Simulacra and Simulation sounds like a good read. Looked into some of the main concepts and ideas in it and it seems like a interesting take on society.
I got a little into it a long time ago, but never got too far because I was drinking almost constantly around that period. The book is pretty abstract, but not an unpleasant read (from what little I delved into it). Right now I'm reading Do Androids Dream of Electric Sheep? which examines some of the same ideas in the format of a novel. Simulacra and Simulation may be next on my list if I'm happy with P.K.D.'s book.
This appears to be the entire book, if you're interested:
The book's title comes from a quote delivered by the character Morpheus in the 1999 film The Matrix: "Welcome to the desert of the real". Both Žižek's title and the line from The Matrix refer to a phrase in Jean Baudrillard's Simulacra and Simulation. Part of this phrase appears in the following context of the book:
If once we were able to view the Borges fable in which the cartographers of the Empire draw up a map so detailed that it ends up covering the territory exactly [...] this fable has now come full circle for us, and possesses nothing but the discrete charm of second-order simulacrum [...] It is the real, and not the map, whose vestiges persist here and there in the deserts that are no longer those of the Empire, but ours. The desert of the real itself.

- Point placement records
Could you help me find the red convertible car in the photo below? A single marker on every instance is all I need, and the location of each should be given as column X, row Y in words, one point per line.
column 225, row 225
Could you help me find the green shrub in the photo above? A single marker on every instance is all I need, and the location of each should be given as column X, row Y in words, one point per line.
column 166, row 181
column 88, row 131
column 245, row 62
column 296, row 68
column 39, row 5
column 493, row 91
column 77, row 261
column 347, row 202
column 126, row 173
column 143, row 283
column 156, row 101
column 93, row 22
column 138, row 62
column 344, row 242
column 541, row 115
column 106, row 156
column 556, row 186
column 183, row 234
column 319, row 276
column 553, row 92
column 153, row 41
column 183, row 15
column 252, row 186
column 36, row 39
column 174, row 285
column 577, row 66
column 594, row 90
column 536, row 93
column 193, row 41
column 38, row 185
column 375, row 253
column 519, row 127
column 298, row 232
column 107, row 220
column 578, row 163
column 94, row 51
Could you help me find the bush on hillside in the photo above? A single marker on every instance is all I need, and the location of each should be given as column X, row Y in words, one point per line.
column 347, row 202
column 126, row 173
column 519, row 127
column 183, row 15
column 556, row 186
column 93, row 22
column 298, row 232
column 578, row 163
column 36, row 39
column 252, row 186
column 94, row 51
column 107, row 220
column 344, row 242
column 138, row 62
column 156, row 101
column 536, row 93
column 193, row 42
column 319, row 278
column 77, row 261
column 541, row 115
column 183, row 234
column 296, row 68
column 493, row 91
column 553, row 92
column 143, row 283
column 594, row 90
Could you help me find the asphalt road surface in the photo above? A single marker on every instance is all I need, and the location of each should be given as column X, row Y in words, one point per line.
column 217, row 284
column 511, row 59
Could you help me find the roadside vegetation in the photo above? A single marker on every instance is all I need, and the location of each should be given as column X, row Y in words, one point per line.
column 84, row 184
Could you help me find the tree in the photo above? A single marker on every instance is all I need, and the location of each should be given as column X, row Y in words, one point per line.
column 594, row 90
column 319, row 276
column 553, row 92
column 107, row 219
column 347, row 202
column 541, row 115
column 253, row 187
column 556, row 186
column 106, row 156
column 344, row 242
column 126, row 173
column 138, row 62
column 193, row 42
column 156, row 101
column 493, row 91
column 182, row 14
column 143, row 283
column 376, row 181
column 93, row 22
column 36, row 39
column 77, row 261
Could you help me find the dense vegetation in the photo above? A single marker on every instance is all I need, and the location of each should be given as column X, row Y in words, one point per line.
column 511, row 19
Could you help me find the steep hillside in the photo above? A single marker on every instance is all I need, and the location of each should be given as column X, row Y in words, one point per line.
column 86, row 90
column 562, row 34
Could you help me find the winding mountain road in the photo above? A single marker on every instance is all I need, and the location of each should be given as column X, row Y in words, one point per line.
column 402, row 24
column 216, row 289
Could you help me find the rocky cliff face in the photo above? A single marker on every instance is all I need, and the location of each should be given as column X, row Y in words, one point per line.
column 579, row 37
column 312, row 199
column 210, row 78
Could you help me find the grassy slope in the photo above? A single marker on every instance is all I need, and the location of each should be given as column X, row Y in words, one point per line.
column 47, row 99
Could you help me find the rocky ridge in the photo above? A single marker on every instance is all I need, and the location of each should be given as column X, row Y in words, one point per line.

- Exercise directions
Please repeat word for word the stretch of the Simulacra and Simulation discussion that opens with the words "This appears to" and closes with "the real itself.".

- Response to the exercise
This appears to be the entire book, if you're interested:
The book's title comes from a quote delivered by the character Morpheus in the 1999 film The Matrix: "Welcome to the desert of the real". Both Žižek's title and the line from The Matrix refer to a phrase in Jean Baudrillard's Simulacra and Simulation. Part of this phrase appears in the following context of the book:
If once we were able to view the Borges fable in which the cartographers of the Empire draw up a map so detailed that it ends up covering the territory exactly [...] this fable has now come full circle for us, and possesses nothing but the discrete charm of second-order simulacrum [...] It is the real, and not the map, whose vestiges persist here and there in the deserts that are no longer those of the Empire, but ours. The desert of the real itself.